— Extracto de página —
-----

Tristán e Isolda: Muerte de amor / Jessye Norman. Karajan

Ayer fallecía a los setenta y cuatro años de edad la soprano estadounidense Jessye Norman. La noticia de la muerte de una de las más grandes sopranos de los 80 y buena parte de los 90 merece algo más que una nota necrológica recogida por periodistas que buscan información en Wikipedia sobre la vida del último famoso fallecido. Convertidos en buitres, huelen la carroña y meten su pico en la carne ya sin vida. Así, cuando la nota necrológica es sobre alguien perteneciente al mundo del gran arte, el resultado de la mayoría de esas reseñas no es más que muerte sobre muerte, porque para muchos de esos cultifilisteos, Jessye Norman estuvo muerta en vida, y enterados ahora de su muerte, acuden a la carroña para extender el hedor a carne muerta, y lo que es peor, a espíritu muerto. Renuncio a comentar aspectos de la vida de la gran cantante estadounidense, para tan solo compartir con ustedes una pieza de su extenso repertorio. Que sirvan estas líneas y el fragmento musical adjunto al final del artículo para elevar nuestro espíritu y crecer amando más la vida junto al arte maravilloso de Jessye Norman.

 

Norman poseía una voz de gran volumen. Era una voz lírica plena que la convertía en una idónea cantante del lied alemán, de Schubert, de Brahms, de Richard Strauss o de Schumann. Fue también una gran cantante lírica wagneriana, una sensacional Elsa en Lohengrinn o una magnífica Sieglinde en La Walkiria, pero Norman podía hacer también incursiones en papeles para voces dramáticas, debido no sólo a la gran maleabilidad de su instrumento vocal sino también a su timbre oscuro y potente. Fue de hecho una gran Kundry en Parsifal.

-----

— Líneas mostradas —
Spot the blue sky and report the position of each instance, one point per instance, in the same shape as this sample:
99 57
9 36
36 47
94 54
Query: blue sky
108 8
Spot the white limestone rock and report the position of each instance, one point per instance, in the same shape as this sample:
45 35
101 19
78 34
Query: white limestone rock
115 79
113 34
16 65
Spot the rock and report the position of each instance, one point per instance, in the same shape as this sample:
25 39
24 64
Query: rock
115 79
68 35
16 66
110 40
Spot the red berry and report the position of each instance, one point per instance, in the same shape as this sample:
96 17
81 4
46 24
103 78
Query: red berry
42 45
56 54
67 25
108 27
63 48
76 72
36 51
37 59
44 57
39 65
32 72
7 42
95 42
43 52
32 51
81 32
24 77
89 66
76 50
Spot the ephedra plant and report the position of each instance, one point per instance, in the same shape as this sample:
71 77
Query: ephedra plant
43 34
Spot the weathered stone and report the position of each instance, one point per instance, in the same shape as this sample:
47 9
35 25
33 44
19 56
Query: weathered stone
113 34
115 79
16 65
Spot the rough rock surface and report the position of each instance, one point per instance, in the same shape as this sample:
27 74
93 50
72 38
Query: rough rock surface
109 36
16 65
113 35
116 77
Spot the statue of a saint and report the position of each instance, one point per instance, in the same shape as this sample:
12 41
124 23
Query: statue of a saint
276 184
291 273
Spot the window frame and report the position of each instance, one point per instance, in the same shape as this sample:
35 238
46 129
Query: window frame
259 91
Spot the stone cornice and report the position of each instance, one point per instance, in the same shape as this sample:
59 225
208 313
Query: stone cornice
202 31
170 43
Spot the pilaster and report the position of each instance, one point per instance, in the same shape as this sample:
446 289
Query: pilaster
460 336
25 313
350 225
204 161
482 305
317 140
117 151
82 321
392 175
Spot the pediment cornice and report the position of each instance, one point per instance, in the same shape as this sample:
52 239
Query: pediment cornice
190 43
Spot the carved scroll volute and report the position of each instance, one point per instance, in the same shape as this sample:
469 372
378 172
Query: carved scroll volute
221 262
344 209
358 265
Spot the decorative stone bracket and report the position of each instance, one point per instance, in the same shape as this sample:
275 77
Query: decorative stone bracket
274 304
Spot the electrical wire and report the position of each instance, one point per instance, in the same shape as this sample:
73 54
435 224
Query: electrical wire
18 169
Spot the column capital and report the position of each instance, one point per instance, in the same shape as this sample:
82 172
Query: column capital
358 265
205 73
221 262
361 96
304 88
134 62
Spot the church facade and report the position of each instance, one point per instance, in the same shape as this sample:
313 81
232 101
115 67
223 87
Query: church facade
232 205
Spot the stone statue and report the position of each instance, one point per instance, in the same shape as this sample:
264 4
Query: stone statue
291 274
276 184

-----

Transcribe sin cambios, del extracto sobre Jessye Norman, todo lo que va desde "Norman poseía una" hasta "Kundry en Parsifal.".

— Resultado esperado —
Norman poseía una voz de gran volumen. Era una voz lírica plena que la convertía en una idónea cantante del lied alemán, de Schubert, de Brahms, de Richard Strauss o de Schumann. Fue también una gran cantante lírica wagneriana, una sensacional Elsa en Lohengrinn o una magnífica Sieglinde en La Walkiria, pero Norman podía hacer también incursiones en papeles para voces dramáticas, debido no sólo a la gran maleabilidad de su instrumento vocal sino también a su timbre oscuro y potente. Fue de hecho una gran Kundry en Parsifal.